> Enunciado do exercício: Dê seguimento ao artigo sobre dislexia, escrevendo a continuação a partir da última frase apresentada.
[Trecho do texto]
A dislexia é tema de
novela da Globo.
O papel de disléxica em "Duas Caras" cabe à
atriz Bárbara Borges, que vive Clarissa, uma jovem
que tem o sonho de ser juíza, mas sempre enfrentou
dificuldades leitoras.
Com o apoio da mãe, ela passará no vestibular para o
curso de direito. Assim como Clarissa, os disléxicos
são pessoas normais que, surpreendentemente, no
período escolar, apresentam dificuldades em
leitura e, em geral, problemas, também, com a
ortografia e a organização da escrita. Como ajudar
pais, especialmente mães, de
disléxicos? O presente artigo mostra como os pais,
docentes e
psicopedagogos, conhecendo o cérebro dos disléxicos,
poderão
ajudá-los a ler e compreender o texto lido.
A leitura, como
sabemos, seja para disléxicos ou não, é uma
habilidade complexa. Não nascemos leitores ou
escritores. O módulo fonológico é o único, no genoma
humano, que não se desenvolve por instinto.
Realmente, precisamos aprender a ler, escrever e a
grafar corretamente as palavras, mesmo porque as
três habilidades lingüísticas são cultural e
historicamente construídas pelo homo sapiens.
A leitura só deixa de
ser complexa quando a automatizamos. Como somos
diferentes, temos maneiras diferentes de reconhecer
as palavras escritas e, assim, temos diferenças
fundamentais no processo de aquisição de leitura
durante a alfabetização. Esse automatismo
leitor exige domínios na fonologia da língua
materna, especialmente a
consciência fonológica, isto é, a consciência de que
o acesso ao léxico (palavra ou leitura) exige
conhecimentos formais, sistemáticos, escolares,
gramaticais e metalingüísticos do princípio
alfabético do nosso sistema de escrita, que se
caracteriza pela correspondência entre letras e
fonemas (vogais, semivogais e consoantes). A
experiência de uma alfabetização exitosa é
importante para nossa educação leitora no mundo
povoado de letras, literatura, poesia, imagens,
ócones, símbolos, metáforas e diversidade de mídias
e textos.
[/Trecho do texto]
[Dados fornecidos]
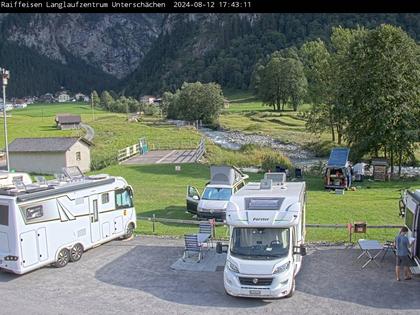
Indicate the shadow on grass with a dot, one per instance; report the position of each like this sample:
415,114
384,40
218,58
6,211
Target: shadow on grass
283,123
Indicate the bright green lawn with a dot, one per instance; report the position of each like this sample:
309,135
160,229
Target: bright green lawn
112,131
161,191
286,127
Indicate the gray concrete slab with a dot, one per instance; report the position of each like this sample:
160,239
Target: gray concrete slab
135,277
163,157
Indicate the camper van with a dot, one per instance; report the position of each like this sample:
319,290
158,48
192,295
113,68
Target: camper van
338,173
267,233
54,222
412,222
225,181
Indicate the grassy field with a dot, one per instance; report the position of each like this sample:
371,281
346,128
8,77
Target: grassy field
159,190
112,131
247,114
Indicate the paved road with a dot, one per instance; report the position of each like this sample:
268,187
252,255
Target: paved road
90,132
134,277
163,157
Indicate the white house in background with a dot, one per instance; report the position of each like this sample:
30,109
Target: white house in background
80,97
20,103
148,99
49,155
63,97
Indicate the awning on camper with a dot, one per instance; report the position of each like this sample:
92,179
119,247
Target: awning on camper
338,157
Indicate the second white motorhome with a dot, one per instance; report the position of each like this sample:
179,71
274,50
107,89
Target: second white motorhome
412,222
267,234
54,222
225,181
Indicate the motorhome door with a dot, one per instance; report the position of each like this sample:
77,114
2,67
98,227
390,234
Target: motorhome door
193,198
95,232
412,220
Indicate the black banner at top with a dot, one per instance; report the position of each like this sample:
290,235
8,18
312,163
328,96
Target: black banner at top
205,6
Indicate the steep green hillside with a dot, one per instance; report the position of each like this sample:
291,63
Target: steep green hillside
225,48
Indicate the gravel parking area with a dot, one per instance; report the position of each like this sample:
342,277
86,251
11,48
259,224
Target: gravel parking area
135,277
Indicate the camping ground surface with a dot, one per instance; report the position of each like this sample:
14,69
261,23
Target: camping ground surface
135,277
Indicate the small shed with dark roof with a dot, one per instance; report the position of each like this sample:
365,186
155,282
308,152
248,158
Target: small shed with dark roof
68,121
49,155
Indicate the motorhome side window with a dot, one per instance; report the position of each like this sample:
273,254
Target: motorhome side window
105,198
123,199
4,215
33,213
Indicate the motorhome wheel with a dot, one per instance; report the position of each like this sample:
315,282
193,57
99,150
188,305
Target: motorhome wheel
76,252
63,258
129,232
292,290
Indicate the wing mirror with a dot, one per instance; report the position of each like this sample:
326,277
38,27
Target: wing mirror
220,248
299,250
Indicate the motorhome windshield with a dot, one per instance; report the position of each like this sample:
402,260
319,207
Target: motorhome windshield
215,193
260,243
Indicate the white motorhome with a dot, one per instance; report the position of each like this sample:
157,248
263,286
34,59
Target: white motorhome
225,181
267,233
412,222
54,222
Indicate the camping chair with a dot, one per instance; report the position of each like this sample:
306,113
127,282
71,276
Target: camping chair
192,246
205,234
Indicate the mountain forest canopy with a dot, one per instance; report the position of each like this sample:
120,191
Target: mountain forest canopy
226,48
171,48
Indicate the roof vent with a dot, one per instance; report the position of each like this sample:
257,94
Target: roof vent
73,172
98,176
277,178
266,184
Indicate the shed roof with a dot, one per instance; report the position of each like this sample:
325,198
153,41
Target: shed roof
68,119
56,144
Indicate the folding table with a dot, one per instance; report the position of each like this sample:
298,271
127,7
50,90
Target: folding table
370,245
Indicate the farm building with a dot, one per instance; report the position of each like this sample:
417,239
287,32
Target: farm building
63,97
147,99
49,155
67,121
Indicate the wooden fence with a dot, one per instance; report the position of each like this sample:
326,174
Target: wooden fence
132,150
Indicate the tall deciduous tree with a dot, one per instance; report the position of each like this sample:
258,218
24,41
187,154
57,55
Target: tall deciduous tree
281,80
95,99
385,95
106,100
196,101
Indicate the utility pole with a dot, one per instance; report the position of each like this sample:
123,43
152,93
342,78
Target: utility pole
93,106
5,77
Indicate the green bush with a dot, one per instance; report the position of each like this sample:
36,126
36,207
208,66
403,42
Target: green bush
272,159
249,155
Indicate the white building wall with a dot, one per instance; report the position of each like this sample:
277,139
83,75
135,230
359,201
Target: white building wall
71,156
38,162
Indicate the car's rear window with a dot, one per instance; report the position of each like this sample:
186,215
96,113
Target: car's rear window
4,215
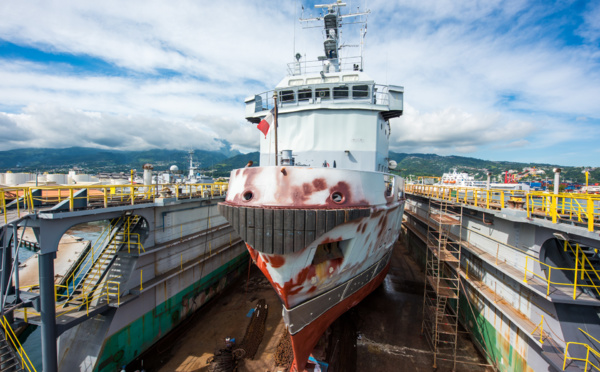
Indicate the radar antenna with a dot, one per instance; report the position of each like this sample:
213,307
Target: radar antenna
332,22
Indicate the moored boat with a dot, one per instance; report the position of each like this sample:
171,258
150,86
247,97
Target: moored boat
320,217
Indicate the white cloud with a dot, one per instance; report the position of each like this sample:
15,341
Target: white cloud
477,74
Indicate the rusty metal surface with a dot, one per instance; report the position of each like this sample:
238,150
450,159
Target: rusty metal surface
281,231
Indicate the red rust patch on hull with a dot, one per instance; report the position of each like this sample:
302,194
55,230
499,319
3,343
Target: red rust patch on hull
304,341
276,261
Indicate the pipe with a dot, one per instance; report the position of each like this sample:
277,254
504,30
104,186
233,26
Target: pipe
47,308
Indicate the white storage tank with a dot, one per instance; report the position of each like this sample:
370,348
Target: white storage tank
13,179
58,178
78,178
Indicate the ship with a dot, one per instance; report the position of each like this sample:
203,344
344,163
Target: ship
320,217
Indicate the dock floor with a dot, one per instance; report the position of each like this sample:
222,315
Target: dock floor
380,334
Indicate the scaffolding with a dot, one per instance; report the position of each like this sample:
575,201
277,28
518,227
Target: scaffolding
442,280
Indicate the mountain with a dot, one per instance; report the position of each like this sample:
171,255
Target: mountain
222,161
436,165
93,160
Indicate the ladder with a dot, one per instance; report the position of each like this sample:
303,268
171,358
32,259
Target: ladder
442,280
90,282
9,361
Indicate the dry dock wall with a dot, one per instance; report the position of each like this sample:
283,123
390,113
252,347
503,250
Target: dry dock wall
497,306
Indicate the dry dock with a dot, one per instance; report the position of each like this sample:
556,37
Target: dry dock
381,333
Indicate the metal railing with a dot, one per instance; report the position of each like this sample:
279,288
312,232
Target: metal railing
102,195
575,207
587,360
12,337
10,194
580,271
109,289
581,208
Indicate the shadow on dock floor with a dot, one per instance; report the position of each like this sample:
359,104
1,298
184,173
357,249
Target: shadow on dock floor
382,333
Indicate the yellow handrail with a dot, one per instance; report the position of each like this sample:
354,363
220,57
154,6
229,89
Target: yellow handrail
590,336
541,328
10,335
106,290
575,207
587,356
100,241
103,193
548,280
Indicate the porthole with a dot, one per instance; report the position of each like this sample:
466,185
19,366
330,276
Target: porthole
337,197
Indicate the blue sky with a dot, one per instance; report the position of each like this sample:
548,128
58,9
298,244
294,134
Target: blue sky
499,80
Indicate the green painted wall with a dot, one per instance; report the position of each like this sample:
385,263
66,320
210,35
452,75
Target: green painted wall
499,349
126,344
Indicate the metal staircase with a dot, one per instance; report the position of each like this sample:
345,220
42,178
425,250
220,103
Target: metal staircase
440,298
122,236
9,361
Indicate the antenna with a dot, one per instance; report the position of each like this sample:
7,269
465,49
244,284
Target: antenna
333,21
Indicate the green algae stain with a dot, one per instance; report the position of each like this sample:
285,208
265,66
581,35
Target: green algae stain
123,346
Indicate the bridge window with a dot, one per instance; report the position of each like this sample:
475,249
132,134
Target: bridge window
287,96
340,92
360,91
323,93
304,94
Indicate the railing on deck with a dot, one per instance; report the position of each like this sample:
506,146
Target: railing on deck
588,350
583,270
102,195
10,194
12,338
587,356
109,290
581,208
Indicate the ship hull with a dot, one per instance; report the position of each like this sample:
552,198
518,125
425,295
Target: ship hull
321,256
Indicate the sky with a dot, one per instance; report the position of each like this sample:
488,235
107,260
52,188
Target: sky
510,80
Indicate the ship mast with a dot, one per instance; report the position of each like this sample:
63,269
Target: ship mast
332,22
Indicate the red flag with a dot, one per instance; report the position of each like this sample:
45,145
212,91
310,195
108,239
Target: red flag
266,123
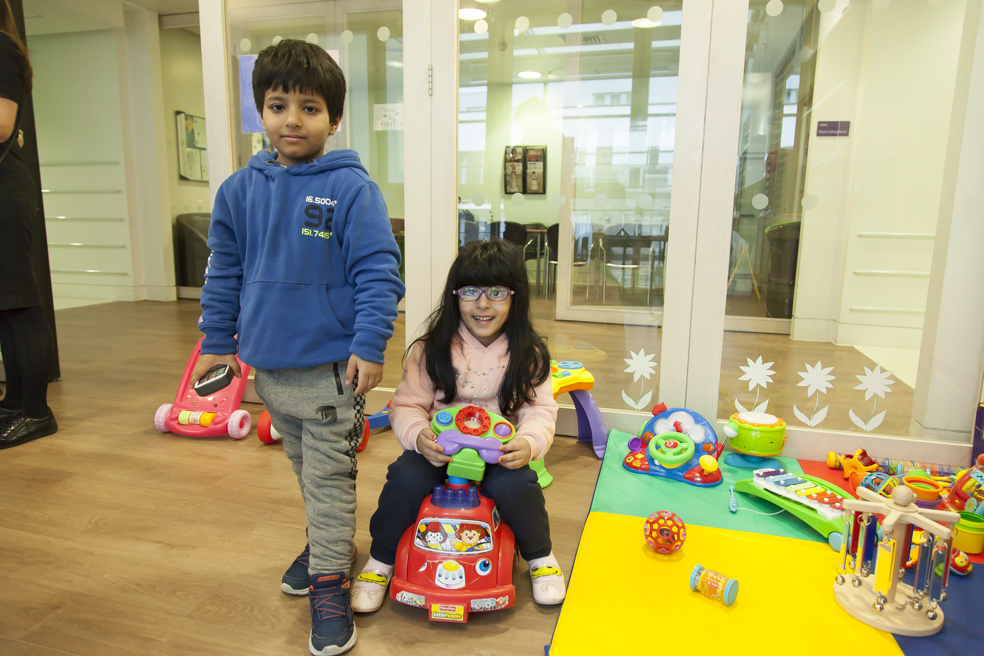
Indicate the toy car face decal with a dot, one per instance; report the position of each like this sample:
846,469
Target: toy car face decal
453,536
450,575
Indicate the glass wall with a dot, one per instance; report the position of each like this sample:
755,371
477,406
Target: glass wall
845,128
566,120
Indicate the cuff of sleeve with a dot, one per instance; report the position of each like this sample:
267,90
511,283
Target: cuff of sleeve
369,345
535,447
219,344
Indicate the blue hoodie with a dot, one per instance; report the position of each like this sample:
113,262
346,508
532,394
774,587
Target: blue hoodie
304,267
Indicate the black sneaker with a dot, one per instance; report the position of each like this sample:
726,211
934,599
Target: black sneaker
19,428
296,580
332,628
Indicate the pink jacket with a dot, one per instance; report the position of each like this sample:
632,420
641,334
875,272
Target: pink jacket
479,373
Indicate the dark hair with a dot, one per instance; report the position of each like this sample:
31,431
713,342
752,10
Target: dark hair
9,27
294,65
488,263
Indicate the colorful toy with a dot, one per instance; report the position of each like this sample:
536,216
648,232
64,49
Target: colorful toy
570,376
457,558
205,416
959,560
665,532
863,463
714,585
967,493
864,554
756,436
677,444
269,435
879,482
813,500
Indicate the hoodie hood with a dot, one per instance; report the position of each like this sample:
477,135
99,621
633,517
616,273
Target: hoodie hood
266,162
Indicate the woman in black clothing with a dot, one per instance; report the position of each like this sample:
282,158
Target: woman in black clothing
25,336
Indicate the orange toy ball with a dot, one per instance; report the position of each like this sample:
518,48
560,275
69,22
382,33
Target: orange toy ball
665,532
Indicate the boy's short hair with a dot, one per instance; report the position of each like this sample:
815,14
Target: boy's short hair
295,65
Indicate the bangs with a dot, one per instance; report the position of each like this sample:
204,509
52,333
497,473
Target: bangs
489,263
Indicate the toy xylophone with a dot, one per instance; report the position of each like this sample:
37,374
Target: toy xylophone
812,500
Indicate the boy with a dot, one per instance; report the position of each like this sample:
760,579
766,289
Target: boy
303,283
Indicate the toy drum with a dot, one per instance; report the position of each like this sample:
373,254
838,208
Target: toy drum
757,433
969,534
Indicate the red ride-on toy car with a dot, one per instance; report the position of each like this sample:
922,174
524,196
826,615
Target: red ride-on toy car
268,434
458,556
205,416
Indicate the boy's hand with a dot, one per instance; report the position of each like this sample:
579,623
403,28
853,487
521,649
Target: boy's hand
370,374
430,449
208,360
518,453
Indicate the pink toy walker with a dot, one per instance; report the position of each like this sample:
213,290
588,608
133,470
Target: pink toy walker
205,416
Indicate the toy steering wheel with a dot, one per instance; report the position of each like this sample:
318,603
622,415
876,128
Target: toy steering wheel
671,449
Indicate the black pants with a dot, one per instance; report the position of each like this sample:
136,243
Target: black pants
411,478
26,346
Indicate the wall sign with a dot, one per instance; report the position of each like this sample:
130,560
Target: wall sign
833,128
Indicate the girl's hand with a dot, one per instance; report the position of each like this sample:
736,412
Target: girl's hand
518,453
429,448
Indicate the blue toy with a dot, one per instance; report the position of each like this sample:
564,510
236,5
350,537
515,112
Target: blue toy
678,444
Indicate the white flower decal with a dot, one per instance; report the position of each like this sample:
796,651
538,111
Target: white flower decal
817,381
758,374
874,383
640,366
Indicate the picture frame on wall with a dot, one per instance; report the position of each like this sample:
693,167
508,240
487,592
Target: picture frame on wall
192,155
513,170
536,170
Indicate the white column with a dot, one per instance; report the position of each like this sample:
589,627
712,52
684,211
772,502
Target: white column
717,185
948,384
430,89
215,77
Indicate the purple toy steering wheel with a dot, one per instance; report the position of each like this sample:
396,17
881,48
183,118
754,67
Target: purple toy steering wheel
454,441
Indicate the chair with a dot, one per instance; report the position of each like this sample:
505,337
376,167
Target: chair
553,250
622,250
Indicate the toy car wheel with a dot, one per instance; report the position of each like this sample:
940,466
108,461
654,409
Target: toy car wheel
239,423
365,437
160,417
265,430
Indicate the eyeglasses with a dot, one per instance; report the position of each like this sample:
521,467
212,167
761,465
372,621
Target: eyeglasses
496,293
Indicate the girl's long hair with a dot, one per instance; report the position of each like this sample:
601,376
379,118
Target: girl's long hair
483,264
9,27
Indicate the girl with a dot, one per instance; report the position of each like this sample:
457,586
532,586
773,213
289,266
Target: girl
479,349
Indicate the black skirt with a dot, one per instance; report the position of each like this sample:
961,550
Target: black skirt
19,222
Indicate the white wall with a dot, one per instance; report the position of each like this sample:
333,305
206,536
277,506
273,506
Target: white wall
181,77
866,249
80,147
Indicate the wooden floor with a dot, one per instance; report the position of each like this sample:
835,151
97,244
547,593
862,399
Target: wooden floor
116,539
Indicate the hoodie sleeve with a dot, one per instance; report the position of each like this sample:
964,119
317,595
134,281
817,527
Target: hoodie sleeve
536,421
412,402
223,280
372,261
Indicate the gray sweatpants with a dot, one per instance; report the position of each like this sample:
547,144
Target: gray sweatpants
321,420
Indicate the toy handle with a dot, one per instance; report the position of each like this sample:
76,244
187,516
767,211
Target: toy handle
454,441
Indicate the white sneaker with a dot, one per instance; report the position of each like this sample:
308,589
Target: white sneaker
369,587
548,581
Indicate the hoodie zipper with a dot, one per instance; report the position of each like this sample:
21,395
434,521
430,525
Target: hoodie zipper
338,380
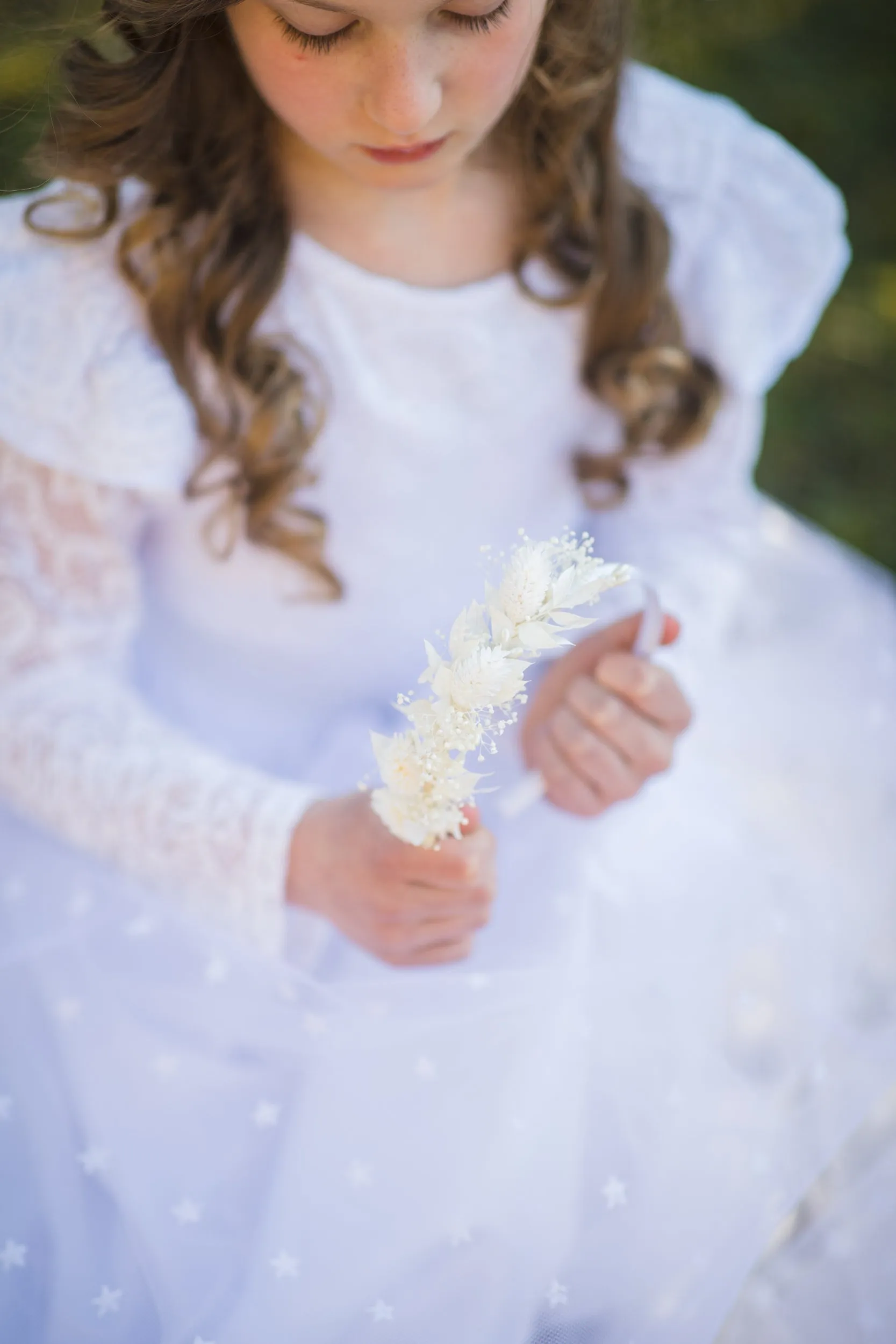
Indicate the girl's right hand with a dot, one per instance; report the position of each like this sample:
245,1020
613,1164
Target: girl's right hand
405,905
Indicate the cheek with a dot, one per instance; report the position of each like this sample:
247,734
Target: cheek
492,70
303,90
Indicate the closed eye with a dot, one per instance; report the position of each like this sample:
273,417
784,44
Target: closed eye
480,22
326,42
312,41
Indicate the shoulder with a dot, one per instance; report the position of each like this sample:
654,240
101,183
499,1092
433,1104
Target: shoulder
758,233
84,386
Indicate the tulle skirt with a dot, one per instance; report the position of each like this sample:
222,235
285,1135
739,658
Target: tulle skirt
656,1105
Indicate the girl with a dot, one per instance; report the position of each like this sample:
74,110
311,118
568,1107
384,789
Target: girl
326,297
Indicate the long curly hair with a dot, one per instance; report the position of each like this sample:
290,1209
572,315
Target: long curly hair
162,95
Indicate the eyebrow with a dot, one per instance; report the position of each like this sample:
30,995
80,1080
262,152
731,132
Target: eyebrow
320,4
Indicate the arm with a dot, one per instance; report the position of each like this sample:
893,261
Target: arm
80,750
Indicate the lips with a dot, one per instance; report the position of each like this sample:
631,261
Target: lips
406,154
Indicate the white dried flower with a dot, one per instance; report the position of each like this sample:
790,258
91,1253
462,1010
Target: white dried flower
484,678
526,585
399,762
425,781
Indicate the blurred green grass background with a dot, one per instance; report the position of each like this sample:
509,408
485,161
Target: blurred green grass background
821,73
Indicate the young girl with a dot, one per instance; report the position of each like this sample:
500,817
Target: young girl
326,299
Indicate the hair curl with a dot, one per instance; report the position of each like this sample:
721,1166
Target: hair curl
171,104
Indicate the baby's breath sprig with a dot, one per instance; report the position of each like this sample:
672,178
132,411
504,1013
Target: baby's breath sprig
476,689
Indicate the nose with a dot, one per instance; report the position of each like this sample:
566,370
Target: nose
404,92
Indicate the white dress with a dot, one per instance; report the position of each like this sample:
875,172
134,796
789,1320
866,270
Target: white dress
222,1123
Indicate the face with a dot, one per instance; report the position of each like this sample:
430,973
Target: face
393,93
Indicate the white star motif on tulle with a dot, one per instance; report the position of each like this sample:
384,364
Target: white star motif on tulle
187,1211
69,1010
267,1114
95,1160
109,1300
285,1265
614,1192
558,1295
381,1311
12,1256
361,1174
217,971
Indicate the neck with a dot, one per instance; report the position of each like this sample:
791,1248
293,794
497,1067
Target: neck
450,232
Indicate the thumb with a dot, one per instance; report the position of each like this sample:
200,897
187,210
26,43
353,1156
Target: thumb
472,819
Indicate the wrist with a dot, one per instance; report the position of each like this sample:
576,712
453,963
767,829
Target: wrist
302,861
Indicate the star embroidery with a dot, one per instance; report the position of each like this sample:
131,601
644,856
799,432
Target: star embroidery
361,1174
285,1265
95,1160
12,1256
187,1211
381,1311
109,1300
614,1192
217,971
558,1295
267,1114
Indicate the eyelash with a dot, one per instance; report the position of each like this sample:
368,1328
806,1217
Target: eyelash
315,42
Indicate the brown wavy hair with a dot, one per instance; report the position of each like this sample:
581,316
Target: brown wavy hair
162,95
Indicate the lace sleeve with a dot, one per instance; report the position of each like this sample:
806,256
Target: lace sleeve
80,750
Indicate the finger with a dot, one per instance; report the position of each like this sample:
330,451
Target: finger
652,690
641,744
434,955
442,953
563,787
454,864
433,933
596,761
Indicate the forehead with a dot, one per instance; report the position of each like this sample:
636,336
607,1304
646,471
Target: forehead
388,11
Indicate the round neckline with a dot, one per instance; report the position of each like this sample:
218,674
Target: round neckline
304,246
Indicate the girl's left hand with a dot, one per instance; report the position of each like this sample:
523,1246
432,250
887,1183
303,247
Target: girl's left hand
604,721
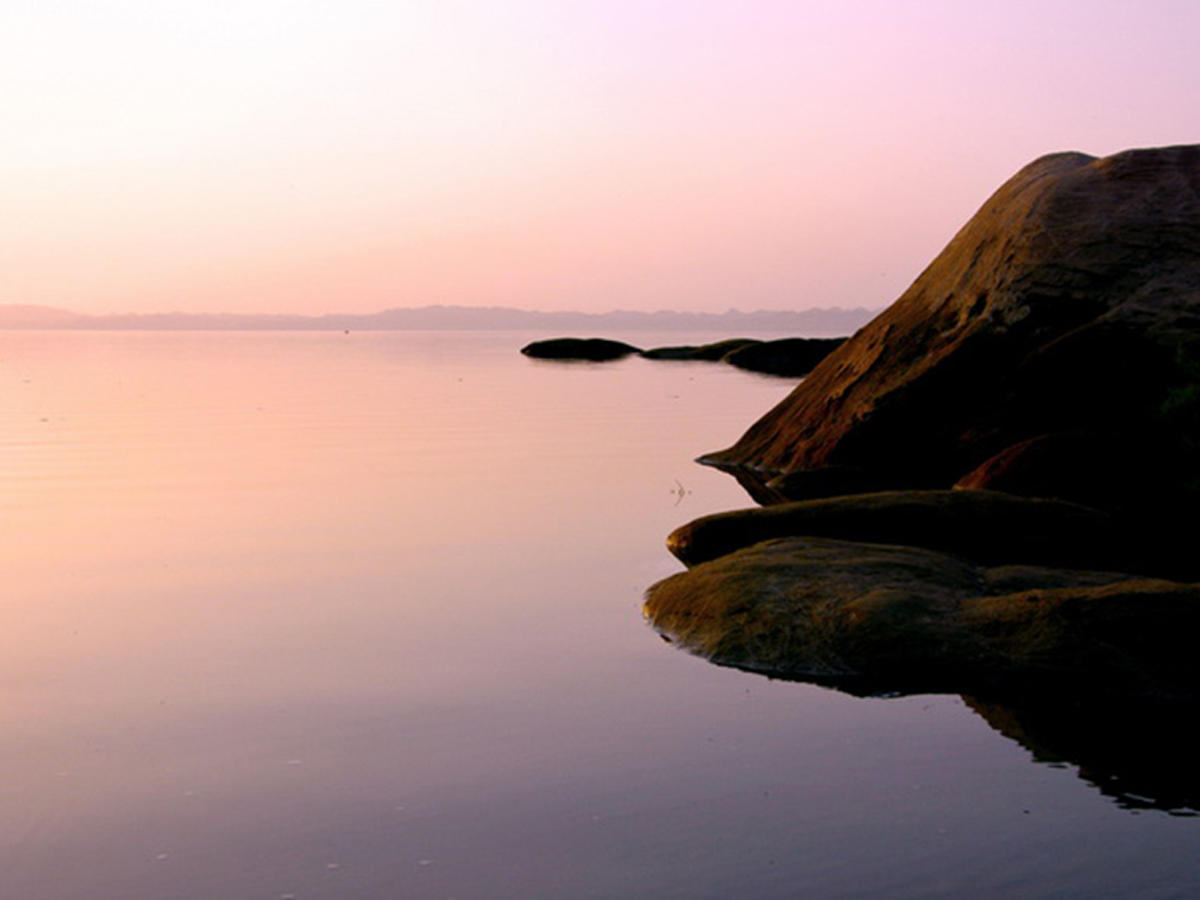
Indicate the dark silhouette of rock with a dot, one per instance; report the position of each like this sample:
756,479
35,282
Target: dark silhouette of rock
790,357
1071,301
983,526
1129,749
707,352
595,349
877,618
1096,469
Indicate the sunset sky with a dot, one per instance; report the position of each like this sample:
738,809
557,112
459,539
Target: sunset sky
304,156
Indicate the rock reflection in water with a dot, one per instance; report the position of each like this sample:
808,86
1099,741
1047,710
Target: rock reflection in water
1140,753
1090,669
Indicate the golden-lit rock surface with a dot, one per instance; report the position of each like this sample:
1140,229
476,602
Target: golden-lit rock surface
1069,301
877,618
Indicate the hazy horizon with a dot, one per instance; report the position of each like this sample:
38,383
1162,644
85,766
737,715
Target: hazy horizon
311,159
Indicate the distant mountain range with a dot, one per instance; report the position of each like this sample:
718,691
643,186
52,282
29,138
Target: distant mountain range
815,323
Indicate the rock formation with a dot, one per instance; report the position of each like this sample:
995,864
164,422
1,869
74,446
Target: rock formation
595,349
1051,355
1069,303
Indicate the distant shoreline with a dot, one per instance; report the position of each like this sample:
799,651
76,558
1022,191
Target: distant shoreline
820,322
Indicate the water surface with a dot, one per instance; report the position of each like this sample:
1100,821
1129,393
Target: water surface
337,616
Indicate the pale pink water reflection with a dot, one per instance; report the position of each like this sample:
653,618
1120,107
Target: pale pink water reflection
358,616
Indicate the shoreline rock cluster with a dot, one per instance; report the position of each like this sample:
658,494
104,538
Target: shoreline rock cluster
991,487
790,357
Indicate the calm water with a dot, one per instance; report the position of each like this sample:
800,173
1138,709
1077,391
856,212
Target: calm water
[/Dados fornecidos]
> Resposta do exercício:
A compreensão do
valor da leitura em nossas vidas, especialmente, na
sociedade do conhecimento, é base para
desmistificarmos o conceito
inquietante da dislexia e do cérebro dos disléxicos.
A dislexia não
é doença, mas compromete o acesso ao mundo da
leitura. A dislexia
parece bloquear o acesso de crianças especiais à
sociedade letrada.
Deixa-os, então, lentas, dispersas, agressivas e em
atraso escolar. Os
docentes, pais e psicopedagogos que lidam com
disléxicos devem seguir, então, alguns princípios ou
passos para atuação eficiente com
aqueles que apresentam dificuldades cognitivas na
área de leitura,
escrita e ortografia. Vamos descrever cada um deles
a seguir.
O primeiro princípio
ou passo é o de se começar pela descrição e
explicação da deslexia. Uma criança com deficiência
mental, por
exemplo, não pode ser apontada como disléxica,
porque a etiologia de
sua dificuldade é orgânica, portanto, de natureza
clínica e não
exclusivamente cognitiva ou escolar. Claro, é
verdade que um adulto,
depois de um acidente vascular cerebral, poderá vir
apresentar
dislexia. Nesse caso, trata-se, realmente, de uma
dislexia adquirida,
de natureza neurolingüística e que só com o apoio
médico é que
podemos intervir, de forma plurisdisciplinar e,
adequadamente, nesses
casos.
Assim, tanto para a
dislexia desenvolvimental (também chamada
verdadeira porque uma criança já pode herdar tal
dificuldade dos
pais) como para a dislexia adquirida (surge após um
AVC ou traumatismo), importante é salientar que os
docentes, pais e psicopedagogos, especialmente estes
últimos, conheçam melhor os
fundamentos psicolingüísticos da linguagem escrita,
compreendendo,
assim, o processo aquisição da habilidade leitora e
os processos psicológicos envolvidos na habilidade.
Realmente, sem o conhecimento
da arquitetura funcional, do que ocorre com o
cérebro dos disléxicos,
durante o processamento leitor, toda intervenção
corre risco de ser
inócua ou contraproducente.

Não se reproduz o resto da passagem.